- _Aim of the task_
Change "sandy soil" to "loose sand" in the entries from the line with "[mark] blue sky" through the end of the entries, and write those lines out again with everything else left as is. Leave the pictures out of your answer.

- _Stored rows_

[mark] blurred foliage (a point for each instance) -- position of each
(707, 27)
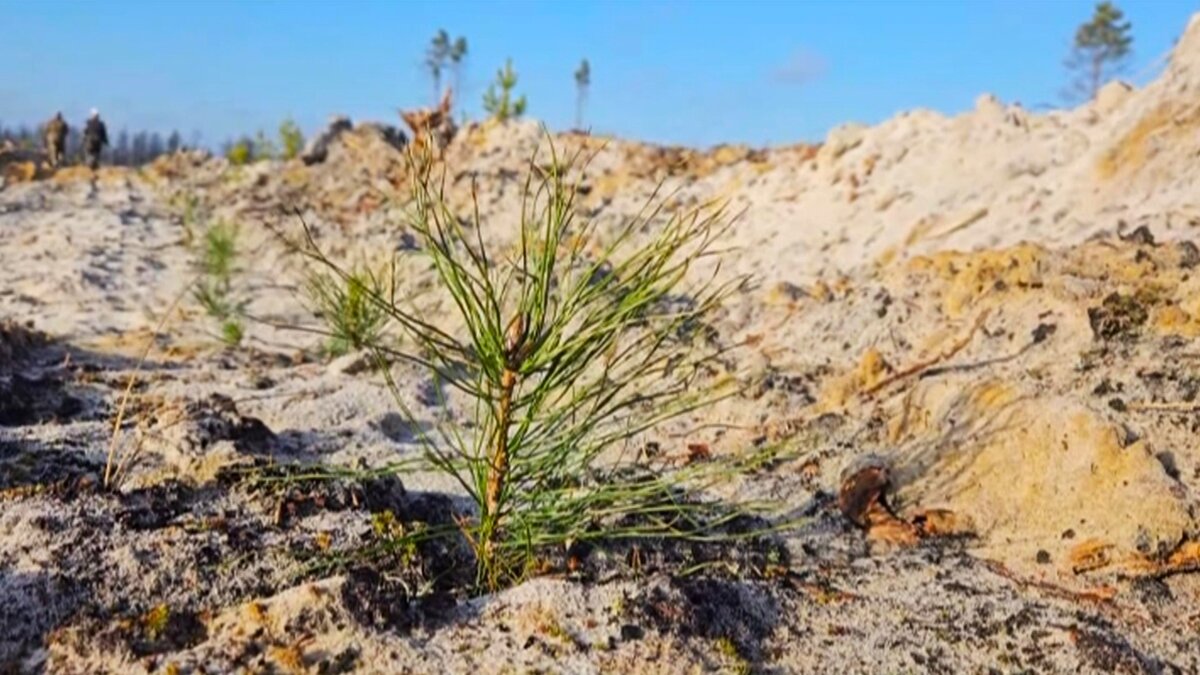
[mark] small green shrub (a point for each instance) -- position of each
(240, 153)
(214, 287)
(264, 148)
(291, 139)
(347, 306)
(498, 99)
(569, 348)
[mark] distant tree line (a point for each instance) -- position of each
(126, 149)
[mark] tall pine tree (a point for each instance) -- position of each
(1102, 48)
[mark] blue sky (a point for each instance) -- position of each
(691, 72)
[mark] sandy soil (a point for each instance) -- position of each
(997, 310)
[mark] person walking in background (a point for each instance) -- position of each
(55, 137)
(95, 138)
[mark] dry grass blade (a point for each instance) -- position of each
(113, 473)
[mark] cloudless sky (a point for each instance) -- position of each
(693, 72)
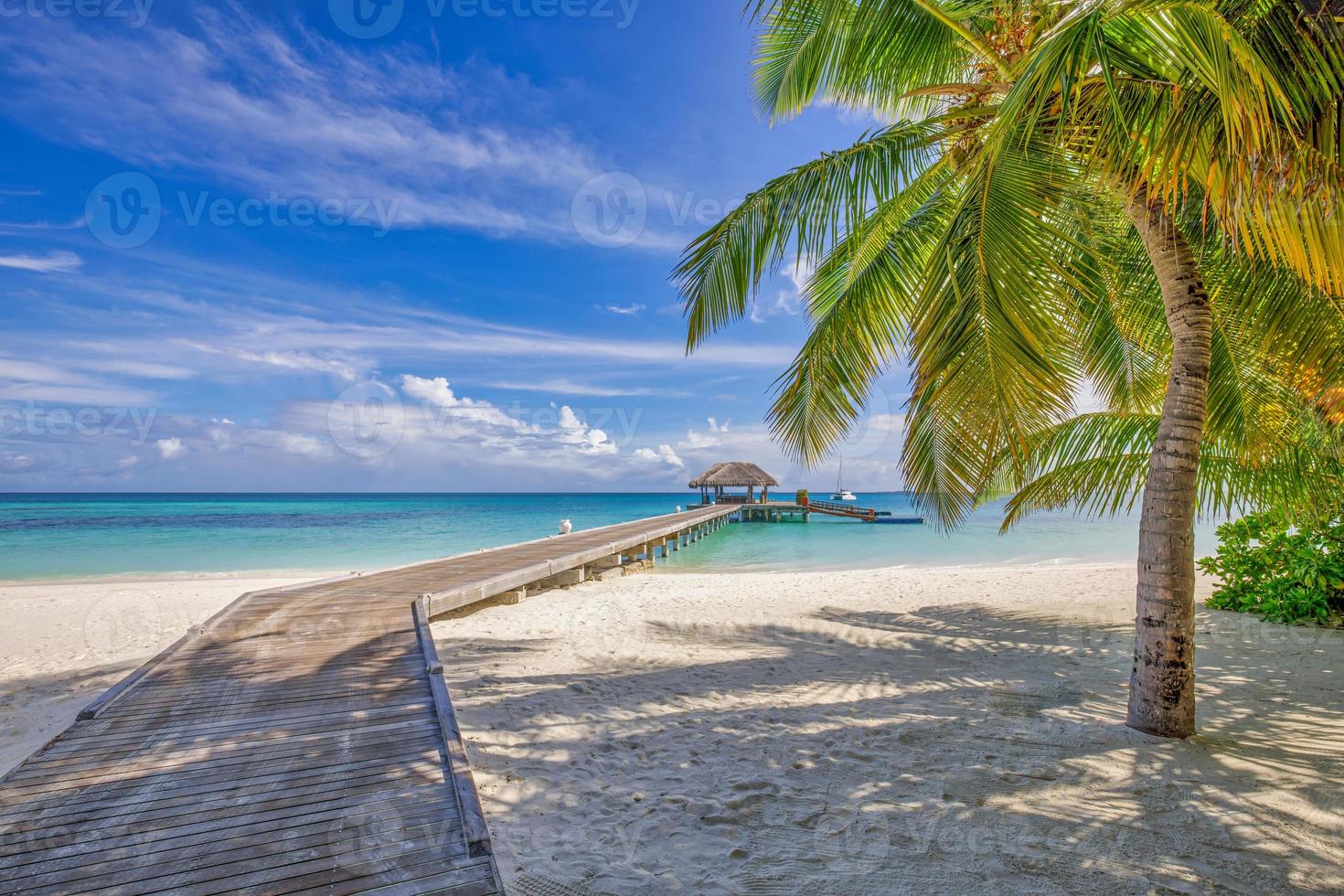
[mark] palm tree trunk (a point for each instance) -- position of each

- _Response_
[mark] blue sky (a point for each instance) -- position of each
(691, 72)
[mark] loose sand (a point for each instance) -- position of each
(997, 310)
[mark] person walking in background (a point for each instance) -- position of each
(55, 137)
(95, 138)
[mark] dry grass blade (a point for each instance) -- position of each
(113, 473)
[mark] cloudless sky (a point for each instance) -- position of each
(693, 72)
[mark] palm tree trunk (a point for each instance) -- position of each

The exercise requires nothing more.